» WRITTEN EXERCISE
Rewrite the data below with every occurrence of "top-left corner" swapped for "upper-left corner". Keep all other text unchanged.

» INPUT DATA
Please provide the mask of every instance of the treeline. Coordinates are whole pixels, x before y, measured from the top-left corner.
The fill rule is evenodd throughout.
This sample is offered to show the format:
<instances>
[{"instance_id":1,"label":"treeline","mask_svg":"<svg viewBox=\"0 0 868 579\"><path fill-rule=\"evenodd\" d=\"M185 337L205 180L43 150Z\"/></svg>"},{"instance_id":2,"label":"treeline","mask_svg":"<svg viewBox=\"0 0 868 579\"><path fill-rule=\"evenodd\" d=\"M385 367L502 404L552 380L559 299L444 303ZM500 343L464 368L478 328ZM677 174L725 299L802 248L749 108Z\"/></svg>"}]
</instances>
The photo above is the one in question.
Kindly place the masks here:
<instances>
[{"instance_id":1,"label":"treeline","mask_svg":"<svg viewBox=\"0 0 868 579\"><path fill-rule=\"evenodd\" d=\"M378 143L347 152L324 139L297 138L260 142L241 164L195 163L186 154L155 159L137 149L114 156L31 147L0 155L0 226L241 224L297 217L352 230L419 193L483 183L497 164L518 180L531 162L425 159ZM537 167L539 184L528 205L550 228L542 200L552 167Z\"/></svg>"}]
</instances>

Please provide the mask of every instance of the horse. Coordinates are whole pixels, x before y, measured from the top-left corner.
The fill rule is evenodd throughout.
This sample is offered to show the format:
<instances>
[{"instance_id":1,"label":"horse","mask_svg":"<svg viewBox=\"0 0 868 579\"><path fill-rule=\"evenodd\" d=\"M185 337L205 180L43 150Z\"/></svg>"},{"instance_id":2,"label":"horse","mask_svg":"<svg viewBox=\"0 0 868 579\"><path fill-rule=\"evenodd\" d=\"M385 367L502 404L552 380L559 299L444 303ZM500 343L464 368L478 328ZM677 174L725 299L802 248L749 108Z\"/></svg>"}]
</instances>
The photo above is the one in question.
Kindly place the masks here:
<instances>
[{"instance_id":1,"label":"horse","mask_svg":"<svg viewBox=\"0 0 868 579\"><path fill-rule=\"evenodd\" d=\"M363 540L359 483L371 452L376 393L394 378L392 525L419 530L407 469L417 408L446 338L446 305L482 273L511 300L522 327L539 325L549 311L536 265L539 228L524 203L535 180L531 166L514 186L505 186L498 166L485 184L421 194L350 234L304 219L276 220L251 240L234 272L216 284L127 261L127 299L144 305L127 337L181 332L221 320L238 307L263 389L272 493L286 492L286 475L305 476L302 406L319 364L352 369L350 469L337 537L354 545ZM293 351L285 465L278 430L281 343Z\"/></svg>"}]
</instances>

» RESULT FOR THIS TASK
Please provide the mask of every instance of the treeline. Coordinates are whole pixels, x before y, measured from the upper-left corner.
The fill rule is evenodd throughout.
This sample is offered to show the format:
<instances>
[{"instance_id":1,"label":"treeline","mask_svg":"<svg viewBox=\"0 0 868 579\"><path fill-rule=\"evenodd\" d=\"M185 337L205 180L43 150Z\"/></svg>"},{"instance_id":2,"label":"treeline","mask_svg":"<svg viewBox=\"0 0 868 579\"><path fill-rule=\"evenodd\" d=\"M385 367L502 404L552 380L559 299L444 303ZM500 343L464 368L478 328ZM677 174L725 299L802 248L749 108Z\"/></svg>"}]
</instances>
The photo above is the one in question.
Kindly place the masks here:
<instances>
[{"instance_id":1,"label":"treeline","mask_svg":"<svg viewBox=\"0 0 868 579\"><path fill-rule=\"evenodd\" d=\"M378 143L347 152L324 139L297 138L260 142L241 164L195 163L186 154L155 159L137 149L114 156L31 147L0 155L0 226L241 224L297 217L352 230L419 193L483 183L497 164L518 180L531 162L425 159ZM537 167L539 184L528 205L550 228L542 200L552 167Z\"/></svg>"}]
</instances>

Please provide the mask of every instance of the horse. Coordinates are whole pixels, x before y, measured from the upper-left corner.
The fill rule is evenodd throughout.
This sample is offered to show the format:
<instances>
[{"instance_id":1,"label":"horse","mask_svg":"<svg viewBox=\"0 0 868 579\"><path fill-rule=\"evenodd\" d=\"M185 337L205 180L43 150Z\"/></svg>"},{"instance_id":2,"label":"horse","mask_svg":"<svg viewBox=\"0 0 868 579\"><path fill-rule=\"evenodd\" d=\"M385 367L502 404L552 380L559 299L444 303ZM500 343L464 368L478 328ZM677 174L725 299L802 248L749 108Z\"/></svg>"}]
</instances>
The photo above is the one in question.
Kindly place the masks here:
<instances>
[{"instance_id":1,"label":"horse","mask_svg":"<svg viewBox=\"0 0 868 579\"><path fill-rule=\"evenodd\" d=\"M363 540L359 483L371 452L376 393L394 378L392 525L419 530L407 469L417 408L446 338L446 305L482 273L511 300L522 327L539 325L549 311L536 265L539 228L524 203L535 180L531 166L514 186L505 186L498 166L485 184L421 194L350 234L304 219L276 220L251 240L234 272L216 284L127 261L127 299L144 305L127 337L181 332L221 320L238 307L263 389L272 493L286 492L286 475L305 476L302 406L319 364L352 369L350 469L337 537L354 545ZM293 351L285 465L278 430L281 343Z\"/></svg>"}]
</instances>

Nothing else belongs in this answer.